Problem »
Retype, without alteration, each line from the line containing "Task: set a point on the sky, one" to the final line of the records.

Supplied material »
•••
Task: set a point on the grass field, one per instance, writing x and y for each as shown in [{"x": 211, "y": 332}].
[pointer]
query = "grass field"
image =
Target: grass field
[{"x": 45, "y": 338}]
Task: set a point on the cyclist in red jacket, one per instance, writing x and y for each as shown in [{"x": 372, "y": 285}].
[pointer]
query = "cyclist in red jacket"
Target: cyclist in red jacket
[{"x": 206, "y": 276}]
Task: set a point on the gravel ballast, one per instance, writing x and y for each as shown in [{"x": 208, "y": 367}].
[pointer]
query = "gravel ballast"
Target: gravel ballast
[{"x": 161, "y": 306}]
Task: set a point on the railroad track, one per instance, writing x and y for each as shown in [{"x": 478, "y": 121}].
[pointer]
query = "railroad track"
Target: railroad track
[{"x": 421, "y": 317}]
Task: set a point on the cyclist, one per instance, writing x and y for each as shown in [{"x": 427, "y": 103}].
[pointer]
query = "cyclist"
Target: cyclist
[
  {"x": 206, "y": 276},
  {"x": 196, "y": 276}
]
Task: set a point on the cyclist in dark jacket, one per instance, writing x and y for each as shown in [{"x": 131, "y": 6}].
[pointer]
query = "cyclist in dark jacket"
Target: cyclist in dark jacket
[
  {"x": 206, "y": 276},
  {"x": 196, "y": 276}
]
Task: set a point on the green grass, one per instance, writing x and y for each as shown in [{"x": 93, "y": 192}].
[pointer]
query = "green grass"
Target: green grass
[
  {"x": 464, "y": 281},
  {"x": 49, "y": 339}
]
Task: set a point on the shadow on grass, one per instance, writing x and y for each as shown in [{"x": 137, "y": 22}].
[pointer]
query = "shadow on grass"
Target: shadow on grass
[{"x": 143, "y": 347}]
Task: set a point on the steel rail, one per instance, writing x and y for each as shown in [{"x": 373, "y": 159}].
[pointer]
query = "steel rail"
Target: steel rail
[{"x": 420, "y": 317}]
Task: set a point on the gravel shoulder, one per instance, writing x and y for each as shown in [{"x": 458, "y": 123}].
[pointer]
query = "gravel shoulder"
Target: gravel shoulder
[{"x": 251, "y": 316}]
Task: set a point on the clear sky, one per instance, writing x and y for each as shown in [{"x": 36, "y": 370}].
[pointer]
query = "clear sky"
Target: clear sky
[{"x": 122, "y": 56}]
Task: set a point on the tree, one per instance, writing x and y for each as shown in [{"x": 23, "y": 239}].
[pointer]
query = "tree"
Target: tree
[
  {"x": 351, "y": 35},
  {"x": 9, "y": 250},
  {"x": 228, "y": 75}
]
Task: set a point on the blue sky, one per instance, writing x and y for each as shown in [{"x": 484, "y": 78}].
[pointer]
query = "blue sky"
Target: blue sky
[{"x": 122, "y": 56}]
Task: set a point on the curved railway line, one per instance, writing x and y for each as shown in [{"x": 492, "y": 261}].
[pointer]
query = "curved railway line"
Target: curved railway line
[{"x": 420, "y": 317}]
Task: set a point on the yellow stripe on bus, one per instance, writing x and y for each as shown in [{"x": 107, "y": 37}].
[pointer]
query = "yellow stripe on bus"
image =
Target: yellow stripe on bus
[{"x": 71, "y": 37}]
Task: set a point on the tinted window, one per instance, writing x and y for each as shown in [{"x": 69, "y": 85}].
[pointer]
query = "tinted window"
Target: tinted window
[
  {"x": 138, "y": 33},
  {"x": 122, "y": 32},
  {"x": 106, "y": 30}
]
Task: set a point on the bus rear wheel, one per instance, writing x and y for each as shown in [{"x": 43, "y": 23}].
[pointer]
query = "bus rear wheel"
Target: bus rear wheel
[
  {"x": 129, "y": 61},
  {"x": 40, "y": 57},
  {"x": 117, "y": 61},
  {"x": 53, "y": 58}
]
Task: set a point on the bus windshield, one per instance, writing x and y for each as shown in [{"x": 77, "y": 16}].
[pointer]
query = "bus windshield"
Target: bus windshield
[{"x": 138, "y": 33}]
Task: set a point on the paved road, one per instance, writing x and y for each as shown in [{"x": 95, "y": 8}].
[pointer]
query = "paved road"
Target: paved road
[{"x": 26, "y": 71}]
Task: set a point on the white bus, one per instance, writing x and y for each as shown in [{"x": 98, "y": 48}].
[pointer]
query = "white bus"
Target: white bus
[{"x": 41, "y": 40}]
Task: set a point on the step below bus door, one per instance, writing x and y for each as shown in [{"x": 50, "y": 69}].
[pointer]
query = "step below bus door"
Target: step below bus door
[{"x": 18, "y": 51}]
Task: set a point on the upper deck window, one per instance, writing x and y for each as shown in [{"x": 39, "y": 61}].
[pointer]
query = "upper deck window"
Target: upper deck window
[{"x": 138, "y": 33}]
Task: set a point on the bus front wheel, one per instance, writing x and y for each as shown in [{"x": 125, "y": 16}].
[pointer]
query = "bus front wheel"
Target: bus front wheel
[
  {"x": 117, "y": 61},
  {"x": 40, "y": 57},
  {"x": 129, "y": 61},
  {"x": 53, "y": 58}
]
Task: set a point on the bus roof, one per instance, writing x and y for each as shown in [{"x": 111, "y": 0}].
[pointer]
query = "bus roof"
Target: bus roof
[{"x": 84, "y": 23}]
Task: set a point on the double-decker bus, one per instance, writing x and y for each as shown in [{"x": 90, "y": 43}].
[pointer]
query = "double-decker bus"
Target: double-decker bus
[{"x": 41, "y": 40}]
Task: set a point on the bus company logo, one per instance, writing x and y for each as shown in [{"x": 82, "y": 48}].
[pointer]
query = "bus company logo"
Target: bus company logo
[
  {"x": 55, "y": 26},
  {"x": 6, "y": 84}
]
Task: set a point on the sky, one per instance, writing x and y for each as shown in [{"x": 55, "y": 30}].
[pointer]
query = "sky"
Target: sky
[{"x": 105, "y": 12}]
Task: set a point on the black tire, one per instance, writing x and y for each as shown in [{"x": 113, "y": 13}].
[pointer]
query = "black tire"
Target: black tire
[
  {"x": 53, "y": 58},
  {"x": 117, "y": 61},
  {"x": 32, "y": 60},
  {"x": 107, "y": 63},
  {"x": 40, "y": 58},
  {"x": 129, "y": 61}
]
•••
Exercise response »
Task: set a point on the sky, one per instance, writing x and y for each as shown in [{"x": 55, "y": 30}].
[pointer]
query = "sky"
Target: sky
[{"x": 105, "y": 12}]
Task: set a point on the black tire, one per instance, writing x and y for each as shown in [{"x": 113, "y": 13}].
[pointer]
query = "black tire"
Target: black tire
[
  {"x": 53, "y": 58},
  {"x": 117, "y": 61},
  {"x": 32, "y": 60},
  {"x": 107, "y": 63},
  {"x": 40, "y": 58},
  {"x": 129, "y": 61}
]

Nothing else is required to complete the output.